» DOCUMENT TEXT:
## Machine Learning Model Building Pipeline: Wrapping up for Deployment


In the previous sections, we worked through the typical Machine Learning pipeline to build a regression model that allows us to predict house prices. We have done exploratory data analysis to udnerstand the data, then modified them to make them suitable for regression model and we have selected a subset of variables using Lasso regression.

Now, we need to deploy out model so that when we call new data, our model will be able to estimate the SalePrice based on the characeristics of the house. For this, the code needs to be modified to be suitable and will be shown next. In this section, we will summarise the key parts of the code which will go into the production.

### Setting the seed to ensure reproducibility

It is important to note, that since we are engineering variables and pre-processing data with the idea of deploying the model we need to ensure reproucibility. Hence for each step that includes some element of randomness, it is important that we set the seed.

In [1]:
# To handle datasets. These are standard imports
import pandas as pd
import numpy as np
import os

# for plotting
import matplotlib as mpl
import matplotlib.pyplot as plt
%matplotlib inline

# to display all the columns of the dataframe in the notebook
pd.pandas.set_option('display.max_columns', None)

# to display data with high width
pd.set_option('display.width', 1000)

# to divide train and test set
from sklearn.model_selection import train_test_split

# feature scaling
from sklearn.preprocessing import MinMaxScaler

# to build the models
from sklearn.linear_model import Lasso

# to evaluate the models
from sklearn.metrics import mean_squared_error
from math import sqrt

# to persist the model and the scaler
from sklearn.externals import joblib

In [2]:
# Make the output of notebook stable across runs by setting randon seed
np.random.seed(42)

# To make the pictures pretty
mpl.rc('axes', labelsize=14)
mpl.rc('xtick', labelsize=12)
mpl.rc('ytick', labelsize=12)

# Set up directories to work with datasets and images
PROJECT_ROOT_DIR = os.getcwd()
DATASET_FOLDER = "DataSets"    # Data goes into the DataSets folder
IMAGES_FOLDER = "IMAGES"       # Images go into IMAGES folder

DATASET_PATH = os.path.join(PROJECT_ROOT_DIR, DATASET_FOLDER)

» SET TASK 1: In the house price model notebook, which regression method was used to select a subset of variables?
» SET TASK 2: Resume the house price model notebook from the point where its text stops.
These rows have no connection to the house price model notebook.

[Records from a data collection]
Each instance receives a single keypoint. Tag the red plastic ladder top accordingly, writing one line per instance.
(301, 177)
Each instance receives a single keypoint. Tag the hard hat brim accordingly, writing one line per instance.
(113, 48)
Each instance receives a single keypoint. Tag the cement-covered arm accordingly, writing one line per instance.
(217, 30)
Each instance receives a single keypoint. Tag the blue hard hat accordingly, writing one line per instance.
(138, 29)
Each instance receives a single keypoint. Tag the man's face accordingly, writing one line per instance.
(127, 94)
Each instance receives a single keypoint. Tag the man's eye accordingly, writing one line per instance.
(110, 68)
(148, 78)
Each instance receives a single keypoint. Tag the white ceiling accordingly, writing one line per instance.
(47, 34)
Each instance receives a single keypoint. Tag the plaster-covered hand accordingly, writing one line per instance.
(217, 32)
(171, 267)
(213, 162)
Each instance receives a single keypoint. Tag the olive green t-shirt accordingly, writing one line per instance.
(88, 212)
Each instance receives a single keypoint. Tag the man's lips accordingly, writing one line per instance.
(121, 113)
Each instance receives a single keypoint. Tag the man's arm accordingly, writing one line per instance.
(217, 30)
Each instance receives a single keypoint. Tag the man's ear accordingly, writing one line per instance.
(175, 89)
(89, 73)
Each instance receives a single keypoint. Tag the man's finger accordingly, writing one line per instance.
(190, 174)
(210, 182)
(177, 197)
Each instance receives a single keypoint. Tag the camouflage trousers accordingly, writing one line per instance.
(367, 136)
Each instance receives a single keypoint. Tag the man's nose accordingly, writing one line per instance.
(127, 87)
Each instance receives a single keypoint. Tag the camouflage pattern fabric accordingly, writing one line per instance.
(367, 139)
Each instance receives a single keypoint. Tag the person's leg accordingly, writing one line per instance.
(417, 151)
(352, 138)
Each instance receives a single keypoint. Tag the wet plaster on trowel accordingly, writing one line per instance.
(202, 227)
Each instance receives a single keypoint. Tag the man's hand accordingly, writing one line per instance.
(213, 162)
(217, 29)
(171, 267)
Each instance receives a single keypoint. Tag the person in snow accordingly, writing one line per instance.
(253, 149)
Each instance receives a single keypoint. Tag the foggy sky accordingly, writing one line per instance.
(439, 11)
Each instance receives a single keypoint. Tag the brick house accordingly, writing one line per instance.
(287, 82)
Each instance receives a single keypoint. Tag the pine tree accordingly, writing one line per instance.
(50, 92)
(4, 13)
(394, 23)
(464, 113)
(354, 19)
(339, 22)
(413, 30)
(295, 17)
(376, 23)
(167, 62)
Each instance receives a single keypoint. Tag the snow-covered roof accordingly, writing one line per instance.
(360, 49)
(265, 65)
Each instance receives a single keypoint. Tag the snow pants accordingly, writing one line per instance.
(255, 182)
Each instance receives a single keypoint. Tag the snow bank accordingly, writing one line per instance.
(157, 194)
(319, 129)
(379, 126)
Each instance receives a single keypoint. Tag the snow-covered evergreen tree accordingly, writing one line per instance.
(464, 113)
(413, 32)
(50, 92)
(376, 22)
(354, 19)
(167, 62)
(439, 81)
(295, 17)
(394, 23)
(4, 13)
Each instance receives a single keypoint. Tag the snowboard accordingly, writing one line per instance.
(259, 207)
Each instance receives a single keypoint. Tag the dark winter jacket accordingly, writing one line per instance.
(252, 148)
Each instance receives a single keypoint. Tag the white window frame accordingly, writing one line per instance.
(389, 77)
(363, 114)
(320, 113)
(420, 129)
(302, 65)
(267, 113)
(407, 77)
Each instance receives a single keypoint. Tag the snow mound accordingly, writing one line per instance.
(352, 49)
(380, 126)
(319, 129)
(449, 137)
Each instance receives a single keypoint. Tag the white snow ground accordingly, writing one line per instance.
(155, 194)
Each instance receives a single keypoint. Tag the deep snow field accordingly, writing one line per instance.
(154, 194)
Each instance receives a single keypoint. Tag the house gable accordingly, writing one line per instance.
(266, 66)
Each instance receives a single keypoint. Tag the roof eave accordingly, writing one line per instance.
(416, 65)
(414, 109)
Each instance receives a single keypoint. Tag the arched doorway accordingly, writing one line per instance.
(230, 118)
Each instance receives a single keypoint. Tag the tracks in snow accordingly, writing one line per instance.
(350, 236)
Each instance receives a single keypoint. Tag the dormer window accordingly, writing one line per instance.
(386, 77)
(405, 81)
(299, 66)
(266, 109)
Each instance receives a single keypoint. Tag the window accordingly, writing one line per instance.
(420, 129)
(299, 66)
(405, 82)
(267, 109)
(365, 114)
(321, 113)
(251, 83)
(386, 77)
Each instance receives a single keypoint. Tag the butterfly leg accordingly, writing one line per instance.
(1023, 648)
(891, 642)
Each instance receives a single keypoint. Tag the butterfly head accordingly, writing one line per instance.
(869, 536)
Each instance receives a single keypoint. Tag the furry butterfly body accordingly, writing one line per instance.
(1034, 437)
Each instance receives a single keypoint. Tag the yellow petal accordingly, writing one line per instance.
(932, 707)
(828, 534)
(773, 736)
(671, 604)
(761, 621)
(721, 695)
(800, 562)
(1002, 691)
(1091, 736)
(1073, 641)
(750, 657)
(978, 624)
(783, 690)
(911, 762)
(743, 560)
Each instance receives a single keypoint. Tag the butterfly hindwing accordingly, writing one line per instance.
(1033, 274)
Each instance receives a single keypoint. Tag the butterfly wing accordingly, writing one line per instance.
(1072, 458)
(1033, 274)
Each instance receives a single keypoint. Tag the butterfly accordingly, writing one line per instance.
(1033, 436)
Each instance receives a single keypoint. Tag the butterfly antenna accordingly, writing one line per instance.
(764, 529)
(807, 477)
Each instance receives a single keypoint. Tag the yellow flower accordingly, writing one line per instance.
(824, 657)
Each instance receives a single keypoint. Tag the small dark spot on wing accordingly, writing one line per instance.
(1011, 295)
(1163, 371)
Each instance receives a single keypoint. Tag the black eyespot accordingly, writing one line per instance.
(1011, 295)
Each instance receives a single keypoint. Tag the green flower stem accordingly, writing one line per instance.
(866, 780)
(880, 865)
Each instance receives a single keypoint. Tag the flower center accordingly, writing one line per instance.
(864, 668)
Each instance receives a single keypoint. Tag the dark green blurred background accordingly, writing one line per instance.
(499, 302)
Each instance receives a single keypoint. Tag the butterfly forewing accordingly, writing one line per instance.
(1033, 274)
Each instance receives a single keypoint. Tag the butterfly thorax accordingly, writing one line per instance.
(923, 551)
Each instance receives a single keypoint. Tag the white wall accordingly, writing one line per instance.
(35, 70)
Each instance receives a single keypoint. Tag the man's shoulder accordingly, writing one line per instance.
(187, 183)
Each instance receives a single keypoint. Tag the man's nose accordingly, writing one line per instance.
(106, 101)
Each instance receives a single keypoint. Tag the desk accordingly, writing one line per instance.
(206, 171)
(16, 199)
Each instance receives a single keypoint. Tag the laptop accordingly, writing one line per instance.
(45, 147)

» RESPONSE 1: Lasso regression was used to select the subset of variables.

» RESPONSE 2:
IMAGES_PATH = os.path.join(PROJECT_ROOT_DIR, IMAGES_FOLDER)

def load_data(filename, dataset_path=DATASET_PATH,**kwargs):
    """Helper Function to load data. Inputs are file name and directory where datasets are stored"""
    file_with_path = os.path.join(dataset_path, filename)
    return pd.read_csv(file_with_path,**kwargs)

def save_fig(fig_id, tight_layout=True, fig_extension="png", resolution=300):
    """Helper Function to save data. Inputs are file name and directory where datasets are stored"""
    path = os.path.join(IMAGES_PATH, fig_id + "." + fig_extension)
    print("Saving figure", fig_id)
    if tight_layout:
        plt.tight_layout()
    plt.savefig(path, format=fig_extension, dpi=resolution)

In [3]:
# load dataset
data = load_data(filename="Housing_Data.csv")
print(data.shape)
data.head()

(1460, 81)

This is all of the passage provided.